-- start --
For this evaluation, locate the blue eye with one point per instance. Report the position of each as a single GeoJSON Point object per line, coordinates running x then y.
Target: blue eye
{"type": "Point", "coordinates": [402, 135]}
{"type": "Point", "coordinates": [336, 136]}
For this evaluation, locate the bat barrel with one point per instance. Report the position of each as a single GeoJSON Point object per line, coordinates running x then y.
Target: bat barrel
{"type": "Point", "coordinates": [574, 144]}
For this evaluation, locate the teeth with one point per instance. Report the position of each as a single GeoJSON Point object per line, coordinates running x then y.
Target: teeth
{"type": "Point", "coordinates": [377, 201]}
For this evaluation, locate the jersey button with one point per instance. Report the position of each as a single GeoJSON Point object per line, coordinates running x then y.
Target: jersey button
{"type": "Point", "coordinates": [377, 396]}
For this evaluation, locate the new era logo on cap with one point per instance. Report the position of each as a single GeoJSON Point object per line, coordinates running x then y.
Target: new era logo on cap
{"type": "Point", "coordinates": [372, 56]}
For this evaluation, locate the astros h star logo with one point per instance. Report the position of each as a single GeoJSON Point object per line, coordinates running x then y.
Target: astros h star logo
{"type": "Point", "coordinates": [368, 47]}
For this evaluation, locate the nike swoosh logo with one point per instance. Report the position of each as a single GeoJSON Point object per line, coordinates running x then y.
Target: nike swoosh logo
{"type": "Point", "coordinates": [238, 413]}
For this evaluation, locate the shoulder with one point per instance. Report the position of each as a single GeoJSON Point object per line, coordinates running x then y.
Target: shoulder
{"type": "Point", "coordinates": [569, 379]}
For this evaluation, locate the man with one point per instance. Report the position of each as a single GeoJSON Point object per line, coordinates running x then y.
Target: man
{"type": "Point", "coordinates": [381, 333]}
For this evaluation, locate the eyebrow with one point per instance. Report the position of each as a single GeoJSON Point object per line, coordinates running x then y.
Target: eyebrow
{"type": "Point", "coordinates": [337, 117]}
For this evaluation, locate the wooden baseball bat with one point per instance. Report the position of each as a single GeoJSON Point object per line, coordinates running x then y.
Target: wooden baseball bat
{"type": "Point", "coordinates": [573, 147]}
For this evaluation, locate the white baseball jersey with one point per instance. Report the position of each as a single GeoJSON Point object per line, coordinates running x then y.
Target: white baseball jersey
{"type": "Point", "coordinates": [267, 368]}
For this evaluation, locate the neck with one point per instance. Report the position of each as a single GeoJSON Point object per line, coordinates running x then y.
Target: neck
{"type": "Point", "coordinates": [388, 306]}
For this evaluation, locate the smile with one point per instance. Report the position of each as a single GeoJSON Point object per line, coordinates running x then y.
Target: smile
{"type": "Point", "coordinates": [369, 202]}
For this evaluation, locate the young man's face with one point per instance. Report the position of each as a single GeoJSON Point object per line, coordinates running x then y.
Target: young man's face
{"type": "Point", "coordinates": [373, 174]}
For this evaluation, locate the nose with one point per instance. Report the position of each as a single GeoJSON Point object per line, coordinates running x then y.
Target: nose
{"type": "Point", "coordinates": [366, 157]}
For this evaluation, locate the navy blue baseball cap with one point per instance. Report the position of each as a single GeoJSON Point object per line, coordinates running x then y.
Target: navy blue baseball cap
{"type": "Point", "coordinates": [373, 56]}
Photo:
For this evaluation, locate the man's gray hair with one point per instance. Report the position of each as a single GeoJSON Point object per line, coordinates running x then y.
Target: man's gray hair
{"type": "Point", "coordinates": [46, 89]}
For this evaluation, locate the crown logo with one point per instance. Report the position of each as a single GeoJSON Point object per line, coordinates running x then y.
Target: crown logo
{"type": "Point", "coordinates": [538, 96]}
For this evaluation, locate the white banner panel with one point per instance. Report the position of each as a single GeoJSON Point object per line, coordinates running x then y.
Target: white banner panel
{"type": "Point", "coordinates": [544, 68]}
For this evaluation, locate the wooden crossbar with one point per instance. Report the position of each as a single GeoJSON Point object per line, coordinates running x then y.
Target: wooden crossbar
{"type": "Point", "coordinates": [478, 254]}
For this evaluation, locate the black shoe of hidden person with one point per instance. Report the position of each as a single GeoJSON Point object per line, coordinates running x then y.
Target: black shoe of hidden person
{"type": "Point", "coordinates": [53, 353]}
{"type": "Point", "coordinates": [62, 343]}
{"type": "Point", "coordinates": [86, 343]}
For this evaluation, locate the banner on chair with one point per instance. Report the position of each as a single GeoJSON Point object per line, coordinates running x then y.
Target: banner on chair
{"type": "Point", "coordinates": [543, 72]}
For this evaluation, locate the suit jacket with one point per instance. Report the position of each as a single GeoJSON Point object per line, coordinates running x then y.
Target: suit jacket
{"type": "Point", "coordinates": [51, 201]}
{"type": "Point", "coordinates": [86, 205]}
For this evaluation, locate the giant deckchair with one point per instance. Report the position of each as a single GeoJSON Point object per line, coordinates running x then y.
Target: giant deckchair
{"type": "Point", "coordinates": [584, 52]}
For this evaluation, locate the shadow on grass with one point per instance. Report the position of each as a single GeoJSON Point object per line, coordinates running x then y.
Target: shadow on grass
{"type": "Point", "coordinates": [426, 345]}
-- end --
* [Work to do] Each line of the material above must be retyped precisely.

* [Written answer]
For this evaluation, locate the blue eye with one point per instance. Report the position of each as a single GeoJSON Point object per line, coordinates running x then y.
Target: blue eye
{"type": "Point", "coordinates": [402, 135]}
{"type": "Point", "coordinates": [336, 136]}
For this evaluation, locate the bat barrel with one point per instance. Report the position of each as a single GeoJSON Point object per line, coordinates running x then y.
Target: bat barrel
{"type": "Point", "coordinates": [574, 144]}
For this evaluation, locate the teeth with one point per instance. Report the position of each as a single GeoJSON Point object per line, coordinates running x then y.
Target: teeth
{"type": "Point", "coordinates": [377, 201]}
For this evaluation, locate the jersey button with one point per instance. Report the position of each as a single GeoJSON Point object per line, coordinates running x then y.
Target: jersey button
{"type": "Point", "coordinates": [377, 396]}
For this evaluation, locate the new era logo on cap with one point per instance. Report the position of each as a single GeoJSON Point object per line, coordinates running x then y.
Target: new era logo on cap
{"type": "Point", "coordinates": [372, 56]}
For this evaluation, locate the astros h star logo with one point per instance. Report the position of each as a single GeoJSON Point object per line, coordinates running x then y.
Target: astros h star logo
{"type": "Point", "coordinates": [368, 47]}
For this evaluation, locate the nike swoosh logo with one point per instance. Report the position of each as a single GeoJSON Point object per line, coordinates running x then y.
Target: nike swoosh logo
{"type": "Point", "coordinates": [238, 413]}
For this evaluation, locate the shoulder with one point per instance. Report the position of each as a single GeoJSON Point object per line, coordinates running x then y.
Target: shoulder
{"type": "Point", "coordinates": [569, 379]}
For this evaluation, locate the man with one point per instance. Report the position of each as a single GeoJSON Point object per line, coordinates running x then y.
Target: man
{"type": "Point", "coordinates": [381, 333]}
For this evaluation, locate the eyebrow with one point per instance. Report the position of each as a single GeoJSON Point object per line, coordinates running x then y.
Target: eyebrow
{"type": "Point", "coordinates": [337, 117]}
For this evaluation, locate the wooden baseball bat with one point per instance. Report the position of each as a single GeoJSON Point object per line, coordinates running x then y.
Target: wooden baseball bat
{"type": "Point", "coordinates": [573, 147]}
For this evaluation, locate the white baseball jersey with one point per instance. Report the position of each as a single GeoJSON Point object per line, coordinates running x then y.
Target: white baseball jersey
{"type": "Point", "coordinates": [267, 368]}
For this evaluation, locate the neck with one point per instance. Report the position of each as a single GeoJSON Point object per line, coordinates running x then y.
Target: neck
{"type": "Point", "coordinates": [388, 306]}
For this evaluation, locate the smile with one point per instance. Report the position of each as a single GeoJSON Point object per line, coordinates running x then y.
Target: smile
{"type": "Point", "coordinates": [369, 202]}
For this evaluation, locate the young man's face with one point per instance. Report the position of each as a single GeoJSON Point object per line, coordinates running x then y.
Target: young man's face
{"type": "Point", "coordinates": [373, 174]}
For this evaluation, locate the nose with one point per instance. Report the position of each as a single GeoJSON Point object per line, coordinates running x then y.
Target: nose
{"type": "Point", "coordinates": [366, 157]}
For this evaluation, locate the navy blue baseball cap with one point per instance. Report the position of each as a single GeoJSON Point object per line, coordinates running x then y.
Target: navy blue baseball cap
{"type": "Point", "coordinates": [373, 56]}
Photo:
For this evaluation, locate the man's gray hair with one point per instance. Report the position of each as a single GeoJSON Point object per line, coordinates running x then y.
Target: man's gray hair
{"type": "Point", "coordinates": [46, 89]}
For this evaluation, locate the crown logo with one point per instance. Report the position of each as a single GeoJSON Point object per line, coordinates running x then y.
Target: crown logo
{"type": "Point", "coordinates": [538, 96]}
For this evaluation, locate the white banner panel with one point per instance. Report the position of each as a single GeoJSON Point object per line, coordinates running x then y.
Target: white banner panel
{"type": "Point", "coordinates": [544, 68]}
For this evaluation, locate the wooden crossbar with one point per instance. Report the position of each as a single GeoJSON Point object per line, coordinates running x then y.
Target: wooden crossbar
{"type": "Point", "coordinates": [478, 254]}
For this evaluation, locate the black shoe of hidden person with one point per instance. Report the position of each as a single GeoJSON Point object per line, coordinates running x then y.
Target: black shoe of hidden person
{"type": "Point", "coordinates": [53, 353]}
{"type": "Point", "coordinates": [62, 343]}
{"type": "Point", "coordinates": [86, 343]}
For this evaluation, locate the banner on chair with one point per instance. Report the position of each as a single GeoJSON Point object per line, coordinates running x then y.
Target: banner on chair
{"type": "Point", "coordinates": [543, 72]}
For this evaluation, locate the suit jacket with one point per instance. Report the position of each as a single GeoJSON Point object per line, coordinates running x then y.
Target: suit jacket
{"type": "Point", "coordinates": [51, 201]}
{"type": "Point", "coordinates": [86, 205]}
For this evaluation, locate the giant deckchair with one point per instance. Report the position of each as a single GeoJSON Point object per line, coordinates running x then y.
Target: giant deckchair
{"type": "Point", "coordinates": [584, 52]}
For this evaluation, locate the shadow on grass with one point per instance. Report the position of each as a single GeoJSON Point object per line, coordinates running x then y.
Target: shadow on grass
{"type": "Point", "coordinates": [426, 345]}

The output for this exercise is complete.